■ TASK TO CARRY OUT: Please report every line of the material below that contains the word "hood". Case counts.

■ SOURCE DATA:

▼

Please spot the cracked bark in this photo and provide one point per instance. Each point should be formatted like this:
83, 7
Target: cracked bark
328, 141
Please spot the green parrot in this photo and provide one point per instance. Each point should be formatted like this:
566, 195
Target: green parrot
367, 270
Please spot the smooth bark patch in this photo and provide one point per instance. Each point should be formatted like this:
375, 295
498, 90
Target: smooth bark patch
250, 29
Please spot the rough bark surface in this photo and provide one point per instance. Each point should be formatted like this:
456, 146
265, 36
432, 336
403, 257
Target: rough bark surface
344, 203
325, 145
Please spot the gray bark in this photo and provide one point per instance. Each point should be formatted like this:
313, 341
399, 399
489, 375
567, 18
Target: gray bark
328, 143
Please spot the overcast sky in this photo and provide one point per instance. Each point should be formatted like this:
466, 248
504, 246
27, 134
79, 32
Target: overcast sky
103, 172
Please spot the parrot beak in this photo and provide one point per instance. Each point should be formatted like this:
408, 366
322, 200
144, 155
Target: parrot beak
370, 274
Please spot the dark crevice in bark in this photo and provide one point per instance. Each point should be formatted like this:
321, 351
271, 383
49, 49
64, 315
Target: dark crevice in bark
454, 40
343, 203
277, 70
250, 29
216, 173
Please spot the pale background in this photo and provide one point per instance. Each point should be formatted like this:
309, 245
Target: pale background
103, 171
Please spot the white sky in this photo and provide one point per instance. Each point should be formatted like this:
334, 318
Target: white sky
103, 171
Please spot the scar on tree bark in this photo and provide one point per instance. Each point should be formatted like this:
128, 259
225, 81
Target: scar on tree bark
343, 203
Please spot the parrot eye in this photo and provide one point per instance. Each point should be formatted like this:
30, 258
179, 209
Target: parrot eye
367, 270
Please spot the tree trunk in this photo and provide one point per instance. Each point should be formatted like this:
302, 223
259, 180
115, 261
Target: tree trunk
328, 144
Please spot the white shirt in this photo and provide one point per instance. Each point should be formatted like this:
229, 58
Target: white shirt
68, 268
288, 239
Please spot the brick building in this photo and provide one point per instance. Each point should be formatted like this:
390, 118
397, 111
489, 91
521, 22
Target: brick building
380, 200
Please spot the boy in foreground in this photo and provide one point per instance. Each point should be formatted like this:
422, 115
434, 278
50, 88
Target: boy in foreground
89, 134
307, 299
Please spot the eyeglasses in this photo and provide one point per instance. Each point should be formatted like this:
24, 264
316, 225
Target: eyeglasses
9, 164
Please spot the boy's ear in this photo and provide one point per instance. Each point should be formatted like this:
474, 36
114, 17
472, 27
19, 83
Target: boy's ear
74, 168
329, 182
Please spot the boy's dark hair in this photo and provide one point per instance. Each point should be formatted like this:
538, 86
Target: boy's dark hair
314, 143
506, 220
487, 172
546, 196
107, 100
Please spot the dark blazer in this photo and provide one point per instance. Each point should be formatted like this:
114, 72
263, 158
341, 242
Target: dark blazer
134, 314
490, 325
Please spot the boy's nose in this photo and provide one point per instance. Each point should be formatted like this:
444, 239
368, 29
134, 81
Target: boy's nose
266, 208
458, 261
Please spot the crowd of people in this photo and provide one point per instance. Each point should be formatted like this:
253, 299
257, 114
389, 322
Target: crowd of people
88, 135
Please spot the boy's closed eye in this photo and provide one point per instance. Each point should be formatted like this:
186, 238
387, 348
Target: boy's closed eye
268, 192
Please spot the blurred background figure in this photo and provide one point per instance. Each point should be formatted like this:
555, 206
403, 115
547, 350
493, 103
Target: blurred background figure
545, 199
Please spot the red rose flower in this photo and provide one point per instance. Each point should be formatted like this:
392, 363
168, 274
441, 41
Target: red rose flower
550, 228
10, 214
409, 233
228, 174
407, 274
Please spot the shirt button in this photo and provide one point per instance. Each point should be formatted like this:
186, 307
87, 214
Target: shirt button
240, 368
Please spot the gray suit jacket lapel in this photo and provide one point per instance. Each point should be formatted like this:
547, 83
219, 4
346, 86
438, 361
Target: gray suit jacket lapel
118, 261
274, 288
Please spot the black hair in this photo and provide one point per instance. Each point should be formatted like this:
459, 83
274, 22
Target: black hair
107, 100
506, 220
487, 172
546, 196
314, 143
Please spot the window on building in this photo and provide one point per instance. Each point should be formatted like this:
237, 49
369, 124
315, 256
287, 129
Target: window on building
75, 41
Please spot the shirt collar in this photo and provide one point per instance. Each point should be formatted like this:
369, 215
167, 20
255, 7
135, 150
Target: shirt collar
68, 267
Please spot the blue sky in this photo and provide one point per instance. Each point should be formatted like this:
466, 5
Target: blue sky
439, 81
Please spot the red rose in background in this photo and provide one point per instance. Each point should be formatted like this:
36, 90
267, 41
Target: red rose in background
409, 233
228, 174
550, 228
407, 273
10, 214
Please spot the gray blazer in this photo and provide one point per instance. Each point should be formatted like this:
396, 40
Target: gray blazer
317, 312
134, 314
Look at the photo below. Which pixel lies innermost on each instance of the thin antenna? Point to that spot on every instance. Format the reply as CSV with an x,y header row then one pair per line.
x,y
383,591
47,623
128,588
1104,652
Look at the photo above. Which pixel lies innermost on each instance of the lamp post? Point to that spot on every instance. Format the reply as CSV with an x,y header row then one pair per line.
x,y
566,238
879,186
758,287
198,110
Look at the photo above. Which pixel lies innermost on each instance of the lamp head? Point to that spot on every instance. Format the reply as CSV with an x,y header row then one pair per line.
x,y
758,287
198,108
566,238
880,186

▲
▼

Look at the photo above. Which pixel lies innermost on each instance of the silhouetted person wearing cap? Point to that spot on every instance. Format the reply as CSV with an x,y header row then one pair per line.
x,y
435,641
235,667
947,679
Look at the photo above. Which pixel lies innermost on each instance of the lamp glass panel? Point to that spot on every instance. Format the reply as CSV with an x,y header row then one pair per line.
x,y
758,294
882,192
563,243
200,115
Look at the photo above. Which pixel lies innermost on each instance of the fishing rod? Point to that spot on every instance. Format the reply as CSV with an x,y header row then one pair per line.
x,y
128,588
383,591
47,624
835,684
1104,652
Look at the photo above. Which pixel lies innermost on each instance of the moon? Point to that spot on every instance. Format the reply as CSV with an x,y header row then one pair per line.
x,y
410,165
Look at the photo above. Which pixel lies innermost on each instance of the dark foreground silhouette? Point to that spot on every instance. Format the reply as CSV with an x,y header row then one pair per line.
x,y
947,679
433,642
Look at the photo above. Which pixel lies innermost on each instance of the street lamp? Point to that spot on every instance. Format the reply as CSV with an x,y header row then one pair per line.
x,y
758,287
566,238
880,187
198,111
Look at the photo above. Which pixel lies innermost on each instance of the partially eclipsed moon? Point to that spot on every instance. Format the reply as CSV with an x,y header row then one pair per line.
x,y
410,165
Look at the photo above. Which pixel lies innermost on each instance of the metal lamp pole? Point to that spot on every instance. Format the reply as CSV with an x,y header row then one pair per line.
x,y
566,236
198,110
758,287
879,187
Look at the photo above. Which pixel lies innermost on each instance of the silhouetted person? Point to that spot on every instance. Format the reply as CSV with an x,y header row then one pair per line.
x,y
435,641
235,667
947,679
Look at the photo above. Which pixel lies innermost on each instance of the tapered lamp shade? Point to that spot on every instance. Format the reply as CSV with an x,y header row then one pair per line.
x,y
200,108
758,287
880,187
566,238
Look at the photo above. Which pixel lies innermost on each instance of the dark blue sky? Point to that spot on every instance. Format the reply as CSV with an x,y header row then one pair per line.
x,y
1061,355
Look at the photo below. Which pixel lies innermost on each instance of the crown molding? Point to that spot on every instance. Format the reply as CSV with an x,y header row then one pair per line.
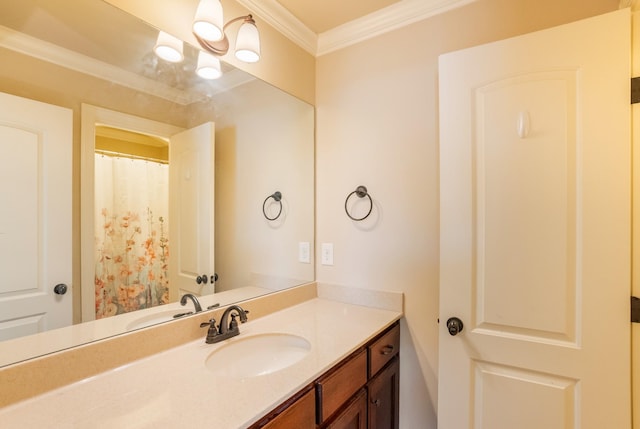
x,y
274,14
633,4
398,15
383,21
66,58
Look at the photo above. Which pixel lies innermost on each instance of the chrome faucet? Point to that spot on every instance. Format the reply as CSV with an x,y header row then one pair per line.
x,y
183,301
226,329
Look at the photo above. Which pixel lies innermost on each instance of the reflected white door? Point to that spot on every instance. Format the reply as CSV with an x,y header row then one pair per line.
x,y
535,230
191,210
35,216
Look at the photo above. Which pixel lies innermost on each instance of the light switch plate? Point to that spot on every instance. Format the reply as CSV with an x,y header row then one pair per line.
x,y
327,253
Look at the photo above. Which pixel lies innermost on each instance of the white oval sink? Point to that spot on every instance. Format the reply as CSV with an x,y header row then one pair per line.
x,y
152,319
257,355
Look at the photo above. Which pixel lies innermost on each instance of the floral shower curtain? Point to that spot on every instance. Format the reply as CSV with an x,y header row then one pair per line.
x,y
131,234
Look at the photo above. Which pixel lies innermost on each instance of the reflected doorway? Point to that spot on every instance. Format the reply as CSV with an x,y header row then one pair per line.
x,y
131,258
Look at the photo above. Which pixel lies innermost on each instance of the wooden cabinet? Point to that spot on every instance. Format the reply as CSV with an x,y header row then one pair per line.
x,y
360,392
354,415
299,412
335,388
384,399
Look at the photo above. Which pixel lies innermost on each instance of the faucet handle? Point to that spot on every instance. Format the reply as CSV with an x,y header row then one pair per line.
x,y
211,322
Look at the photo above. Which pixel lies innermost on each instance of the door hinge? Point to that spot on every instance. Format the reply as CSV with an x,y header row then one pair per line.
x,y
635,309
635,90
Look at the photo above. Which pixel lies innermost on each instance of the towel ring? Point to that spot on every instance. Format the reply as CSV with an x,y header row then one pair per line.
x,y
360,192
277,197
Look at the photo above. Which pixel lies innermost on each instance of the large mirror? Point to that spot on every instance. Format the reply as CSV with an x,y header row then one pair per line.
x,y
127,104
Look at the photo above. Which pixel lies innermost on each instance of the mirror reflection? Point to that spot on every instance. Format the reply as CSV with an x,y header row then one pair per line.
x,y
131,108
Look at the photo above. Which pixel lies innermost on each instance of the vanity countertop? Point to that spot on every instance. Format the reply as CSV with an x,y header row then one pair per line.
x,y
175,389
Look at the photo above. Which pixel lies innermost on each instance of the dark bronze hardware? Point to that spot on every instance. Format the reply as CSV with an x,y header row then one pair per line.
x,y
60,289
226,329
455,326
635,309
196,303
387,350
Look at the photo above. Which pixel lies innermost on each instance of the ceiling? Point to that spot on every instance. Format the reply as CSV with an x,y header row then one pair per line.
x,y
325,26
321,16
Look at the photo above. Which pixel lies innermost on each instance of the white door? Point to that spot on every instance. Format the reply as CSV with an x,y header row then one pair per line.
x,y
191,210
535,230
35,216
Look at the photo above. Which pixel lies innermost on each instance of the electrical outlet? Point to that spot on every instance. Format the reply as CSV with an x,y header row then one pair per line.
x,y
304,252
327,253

▲
▼

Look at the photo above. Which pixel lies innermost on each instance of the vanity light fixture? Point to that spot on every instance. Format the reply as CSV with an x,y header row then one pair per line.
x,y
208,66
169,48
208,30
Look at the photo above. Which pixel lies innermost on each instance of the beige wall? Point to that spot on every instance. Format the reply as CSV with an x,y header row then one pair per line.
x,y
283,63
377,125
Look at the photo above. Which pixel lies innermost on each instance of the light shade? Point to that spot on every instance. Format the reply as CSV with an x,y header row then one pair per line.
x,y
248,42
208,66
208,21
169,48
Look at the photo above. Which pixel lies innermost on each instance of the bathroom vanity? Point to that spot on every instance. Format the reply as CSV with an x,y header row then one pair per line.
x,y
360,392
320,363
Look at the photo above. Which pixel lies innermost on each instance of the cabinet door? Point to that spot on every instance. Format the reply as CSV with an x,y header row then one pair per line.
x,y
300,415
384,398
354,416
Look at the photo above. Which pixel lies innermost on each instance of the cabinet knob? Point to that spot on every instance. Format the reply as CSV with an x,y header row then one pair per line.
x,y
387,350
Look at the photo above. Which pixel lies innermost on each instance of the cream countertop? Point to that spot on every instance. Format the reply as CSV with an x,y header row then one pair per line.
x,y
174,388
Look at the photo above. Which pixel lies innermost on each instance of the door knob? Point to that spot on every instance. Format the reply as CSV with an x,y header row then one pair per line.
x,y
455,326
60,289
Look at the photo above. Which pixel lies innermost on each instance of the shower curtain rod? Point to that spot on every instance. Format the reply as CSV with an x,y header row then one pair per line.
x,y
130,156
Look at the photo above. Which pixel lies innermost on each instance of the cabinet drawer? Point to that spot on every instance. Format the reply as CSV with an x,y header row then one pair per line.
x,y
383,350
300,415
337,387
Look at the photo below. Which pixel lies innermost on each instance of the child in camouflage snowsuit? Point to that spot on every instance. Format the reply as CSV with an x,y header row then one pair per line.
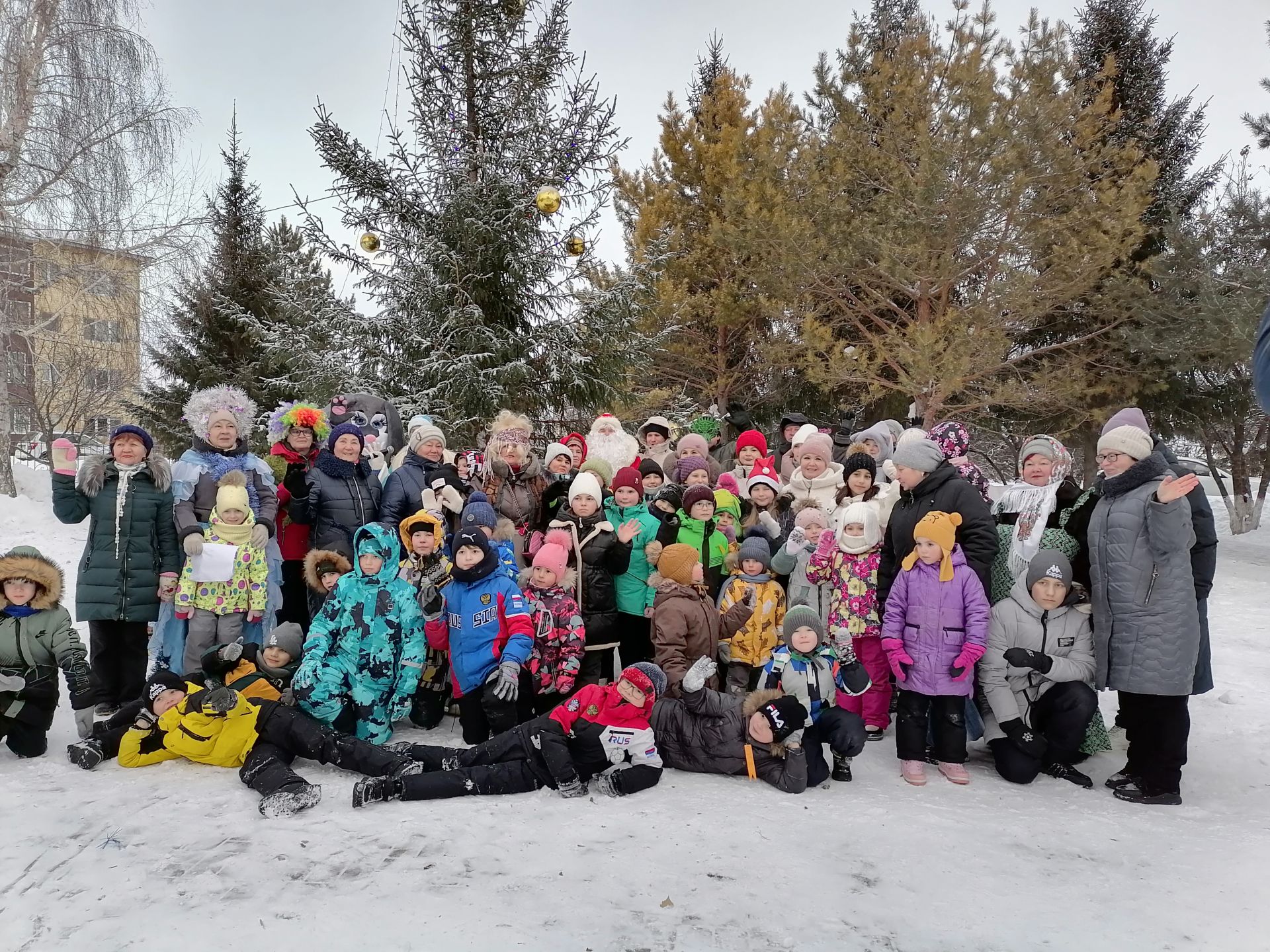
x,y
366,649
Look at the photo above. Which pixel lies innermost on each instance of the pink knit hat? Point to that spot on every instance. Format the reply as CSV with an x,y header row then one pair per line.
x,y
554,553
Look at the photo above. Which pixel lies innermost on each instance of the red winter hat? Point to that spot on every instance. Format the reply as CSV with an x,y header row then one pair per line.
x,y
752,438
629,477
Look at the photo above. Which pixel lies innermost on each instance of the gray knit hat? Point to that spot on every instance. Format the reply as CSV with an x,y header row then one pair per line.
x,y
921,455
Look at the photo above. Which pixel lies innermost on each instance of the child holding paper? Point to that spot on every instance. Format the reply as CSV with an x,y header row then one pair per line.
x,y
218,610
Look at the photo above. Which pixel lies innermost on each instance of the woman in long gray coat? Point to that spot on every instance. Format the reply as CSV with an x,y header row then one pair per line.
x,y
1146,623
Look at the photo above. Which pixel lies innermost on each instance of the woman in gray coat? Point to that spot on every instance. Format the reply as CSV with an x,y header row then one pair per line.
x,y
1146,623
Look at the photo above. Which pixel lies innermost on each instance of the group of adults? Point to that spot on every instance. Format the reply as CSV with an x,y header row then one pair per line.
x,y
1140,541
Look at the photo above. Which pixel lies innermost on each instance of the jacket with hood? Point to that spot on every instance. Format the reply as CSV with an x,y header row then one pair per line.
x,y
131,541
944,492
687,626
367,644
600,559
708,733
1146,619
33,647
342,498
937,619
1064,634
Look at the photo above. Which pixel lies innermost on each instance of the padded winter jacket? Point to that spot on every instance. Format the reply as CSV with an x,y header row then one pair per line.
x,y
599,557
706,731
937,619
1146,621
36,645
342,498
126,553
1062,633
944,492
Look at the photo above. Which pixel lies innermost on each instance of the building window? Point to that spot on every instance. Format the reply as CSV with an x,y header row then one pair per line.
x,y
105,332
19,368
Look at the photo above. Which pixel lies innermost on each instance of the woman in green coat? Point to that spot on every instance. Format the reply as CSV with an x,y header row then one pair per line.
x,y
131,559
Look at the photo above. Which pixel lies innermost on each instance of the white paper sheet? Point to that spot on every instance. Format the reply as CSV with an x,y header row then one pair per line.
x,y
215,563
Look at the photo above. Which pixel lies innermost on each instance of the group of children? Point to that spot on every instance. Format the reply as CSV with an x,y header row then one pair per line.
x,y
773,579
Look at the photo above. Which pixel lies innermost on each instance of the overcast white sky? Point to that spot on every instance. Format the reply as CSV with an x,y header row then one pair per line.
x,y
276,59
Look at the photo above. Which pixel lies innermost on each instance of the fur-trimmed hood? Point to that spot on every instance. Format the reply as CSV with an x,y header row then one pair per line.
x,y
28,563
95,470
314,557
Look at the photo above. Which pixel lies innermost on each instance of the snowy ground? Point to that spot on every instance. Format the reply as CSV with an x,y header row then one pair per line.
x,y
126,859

▲

■ REPLY:
Look at the photo above. Which pixel lies innermost on each instance of the jacket with hood? Point to that spot on every instance. Format the reply as CSV with an x,y header row then one pair per line.
Look at the photo above. Which pixel lies innermost on each instance of the fur-trimmed hood? Point to that spot on every instance. Format the reply as CSV with an x,y header row then one pair per line.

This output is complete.